**Extrait du texte**:
++++++++
Ravi Yerrigadoo, Pravind Jugnauth et Roshi Badhain étaient  à une réunion nocturne le 16 février.

Deux ressortissants étrangers qui accusent trois ministres… Du coup, les questions sur la façon de fonctionner du gouvernement surgissent. 

Alerte mauvais temps. Selon un communiqué de la météo politique, des nuages sombres menaceraient les rayons de soleil de la région gouvernementale. Ce phénomène peu naturel – mais prévisible, selon certains observateurs – serait causé par un affidavit, juré par deux ressortissants étrangers, où l’on retrouve des averses d’allégations contre deux ministres, Pravind Jugnauth et Roshi Badhain, et l’Attorney General Ravi Yerrigadoo. Si ces dernières semaines, la bande à SAJ s’évertuait à «nettoyer» le pays, comme elle l’avait promis pendant la campagne électorale, cette affaire impliquant ces personnalités vient semer le doute dans la tête de nombreux Mauriciens. La gouvernement ne serait-il pas, finalement, celui du changement ? Même si les faits ne sont pas avérés, tout est parfois une question de perception.

 

Un vent froid souffle depuis le raz-de-marée provoqué par les propos de Thomas Axel Michel Galet et Simo Carevic, Deputy Chief Executive Officer du groupe Dufry AG et CEO de la Mauritius Duty Free Paradise (MDTF) respectivement. Des dénonciations faites dans un affidavit qu’ils ont juré un jour avant de quitter le territoire mauricien ont secoué l’île, cette semaine. Les dénonciations des deux hommes ont fait surface après celles du gouvernement Jugnauth sur les commissions que l’activiste travailliste Nandanee Soornack et son ancien partenaire en affaires Rakesh Gouljaury (désormais, proche du gouvernement en place) auraient reçues de la part de la compagnie suisse Dufry AG. Cette société est le fournisseur exclusif de la MDTF.
++++++++
**Données d'entrée**:
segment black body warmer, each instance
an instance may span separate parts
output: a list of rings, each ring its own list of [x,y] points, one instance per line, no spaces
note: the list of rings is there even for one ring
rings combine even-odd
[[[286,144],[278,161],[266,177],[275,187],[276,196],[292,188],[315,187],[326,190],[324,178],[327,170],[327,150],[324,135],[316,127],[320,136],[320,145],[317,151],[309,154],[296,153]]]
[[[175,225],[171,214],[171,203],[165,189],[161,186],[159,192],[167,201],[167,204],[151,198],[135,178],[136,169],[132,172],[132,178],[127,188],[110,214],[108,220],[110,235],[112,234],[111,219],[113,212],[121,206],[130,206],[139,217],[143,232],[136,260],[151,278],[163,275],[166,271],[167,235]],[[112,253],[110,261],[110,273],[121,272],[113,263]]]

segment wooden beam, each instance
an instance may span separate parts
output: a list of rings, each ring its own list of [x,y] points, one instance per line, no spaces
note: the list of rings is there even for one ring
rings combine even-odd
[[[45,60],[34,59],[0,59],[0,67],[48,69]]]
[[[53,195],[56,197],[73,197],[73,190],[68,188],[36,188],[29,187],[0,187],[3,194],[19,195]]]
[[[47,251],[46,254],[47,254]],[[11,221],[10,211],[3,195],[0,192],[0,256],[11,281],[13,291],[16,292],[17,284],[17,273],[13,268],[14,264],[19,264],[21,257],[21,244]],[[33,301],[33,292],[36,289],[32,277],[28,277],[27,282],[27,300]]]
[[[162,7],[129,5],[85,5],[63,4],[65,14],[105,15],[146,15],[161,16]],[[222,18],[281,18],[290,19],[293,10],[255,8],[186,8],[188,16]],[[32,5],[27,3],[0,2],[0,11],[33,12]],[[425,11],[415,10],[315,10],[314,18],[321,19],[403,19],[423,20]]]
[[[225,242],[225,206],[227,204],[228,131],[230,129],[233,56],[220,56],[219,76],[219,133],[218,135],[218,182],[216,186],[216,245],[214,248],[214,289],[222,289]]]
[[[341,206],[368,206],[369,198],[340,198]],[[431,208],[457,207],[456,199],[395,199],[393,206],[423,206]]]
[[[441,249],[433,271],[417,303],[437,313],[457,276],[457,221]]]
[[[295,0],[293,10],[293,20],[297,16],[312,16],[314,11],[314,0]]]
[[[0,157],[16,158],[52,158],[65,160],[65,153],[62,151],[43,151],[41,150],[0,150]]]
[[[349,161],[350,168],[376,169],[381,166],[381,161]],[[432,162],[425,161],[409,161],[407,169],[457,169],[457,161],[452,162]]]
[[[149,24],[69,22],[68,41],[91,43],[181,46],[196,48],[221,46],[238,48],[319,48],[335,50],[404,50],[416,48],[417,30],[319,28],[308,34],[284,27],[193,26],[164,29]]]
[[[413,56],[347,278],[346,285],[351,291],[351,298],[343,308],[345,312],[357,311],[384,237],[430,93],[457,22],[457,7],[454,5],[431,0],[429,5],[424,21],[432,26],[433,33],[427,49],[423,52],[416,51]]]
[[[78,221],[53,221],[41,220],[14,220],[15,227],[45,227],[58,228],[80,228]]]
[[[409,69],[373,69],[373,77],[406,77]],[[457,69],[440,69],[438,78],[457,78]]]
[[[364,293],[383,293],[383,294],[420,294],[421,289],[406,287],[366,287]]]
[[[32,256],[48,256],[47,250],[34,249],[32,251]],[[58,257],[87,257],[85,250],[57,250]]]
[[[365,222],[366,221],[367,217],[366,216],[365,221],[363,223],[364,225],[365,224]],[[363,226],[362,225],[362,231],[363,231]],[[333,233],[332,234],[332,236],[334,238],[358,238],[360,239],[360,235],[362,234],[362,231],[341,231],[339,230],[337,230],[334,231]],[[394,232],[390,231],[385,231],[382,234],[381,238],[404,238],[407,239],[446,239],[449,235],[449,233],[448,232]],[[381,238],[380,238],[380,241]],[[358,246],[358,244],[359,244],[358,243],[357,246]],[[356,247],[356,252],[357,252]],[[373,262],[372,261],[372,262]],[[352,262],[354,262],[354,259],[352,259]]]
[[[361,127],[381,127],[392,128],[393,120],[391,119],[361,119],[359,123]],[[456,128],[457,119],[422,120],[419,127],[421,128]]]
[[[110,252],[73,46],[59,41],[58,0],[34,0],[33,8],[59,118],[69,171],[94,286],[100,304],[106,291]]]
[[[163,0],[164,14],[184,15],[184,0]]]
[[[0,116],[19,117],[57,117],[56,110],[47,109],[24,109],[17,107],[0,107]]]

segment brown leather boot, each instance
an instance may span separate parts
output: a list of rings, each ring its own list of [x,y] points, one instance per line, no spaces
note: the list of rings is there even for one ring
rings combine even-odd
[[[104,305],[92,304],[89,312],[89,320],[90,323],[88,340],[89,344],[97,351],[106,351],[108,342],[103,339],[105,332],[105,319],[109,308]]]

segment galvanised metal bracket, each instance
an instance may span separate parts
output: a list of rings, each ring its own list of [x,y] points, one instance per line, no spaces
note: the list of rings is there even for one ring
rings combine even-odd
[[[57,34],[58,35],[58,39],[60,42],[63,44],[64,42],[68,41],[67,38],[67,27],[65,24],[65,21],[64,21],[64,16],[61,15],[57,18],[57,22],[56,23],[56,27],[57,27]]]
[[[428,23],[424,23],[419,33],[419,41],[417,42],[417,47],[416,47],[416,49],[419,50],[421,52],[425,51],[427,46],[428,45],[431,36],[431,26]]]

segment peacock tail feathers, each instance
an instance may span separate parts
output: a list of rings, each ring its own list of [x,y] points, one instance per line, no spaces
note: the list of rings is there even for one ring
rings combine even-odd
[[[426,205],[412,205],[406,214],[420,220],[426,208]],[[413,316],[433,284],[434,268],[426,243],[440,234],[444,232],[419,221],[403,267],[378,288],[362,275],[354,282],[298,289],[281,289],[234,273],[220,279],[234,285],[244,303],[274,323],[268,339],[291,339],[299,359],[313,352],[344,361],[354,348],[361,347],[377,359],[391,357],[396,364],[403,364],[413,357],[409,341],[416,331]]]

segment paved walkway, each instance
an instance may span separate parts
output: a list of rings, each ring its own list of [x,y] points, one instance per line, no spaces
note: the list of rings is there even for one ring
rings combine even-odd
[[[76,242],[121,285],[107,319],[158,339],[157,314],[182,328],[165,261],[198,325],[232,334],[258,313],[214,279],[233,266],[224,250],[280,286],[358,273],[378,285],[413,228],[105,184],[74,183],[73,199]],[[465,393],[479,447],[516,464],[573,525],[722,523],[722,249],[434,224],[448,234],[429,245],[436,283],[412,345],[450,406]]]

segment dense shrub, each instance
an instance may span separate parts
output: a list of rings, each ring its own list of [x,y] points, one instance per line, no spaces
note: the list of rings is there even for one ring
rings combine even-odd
++++++++
**Travail à réaliser**:
1. Recopiez les lignes des entrées situées entre celle qui contient « segment dense shrub, each instance » et la fin des entrées, bornes comprises, en substituant « bush » à « shrub » sans rien changer d'autre.
2. Rédigez la suite de l'article sur l'affidavit mettant en cause trois ministres mauriciens, en partant de sa dernière phrase.
Le texte et les entrées constituent deux documents indépendants l'un de l'autre.

**Réponses attendues**:
1.
segment dense bush, each instance
an instance may span separate parts
output: a list of rings, each ring its own list of [x,y] points, one instance per line, no spaces
note: the list of rings is there even for one ring
rings combine even-odd

2.
Dans ce document, il est question d’intimidation de la part des trois personnalités politiques pour bénéficier des mêmes avantages que le  tandem Soornack-Gouljaury en termes de commissions. Des allégations que réfute catégoriquement le ministre de la Bonne gouvernance, Roshi Badhain (voir hors-texte). L’affaire a été abordée à l’Assemblée nationale suite à une Private Notice Question de Paul Bérenger (voir texte plus loin), cette semaine. Sir Anerood Jugnauth a sorti le parapluie et a confirmé la tenue d’une rencontre nocturne entre Pravind Jugnauth, Ravi Yerrigadoo et Roshi Badhain et les deux ressortissants étrangers. Il a précisé que les trois membres de son gouvernement cherchaient ainsi à aider la police et qu’ils n’ont eu recours à aucune menace.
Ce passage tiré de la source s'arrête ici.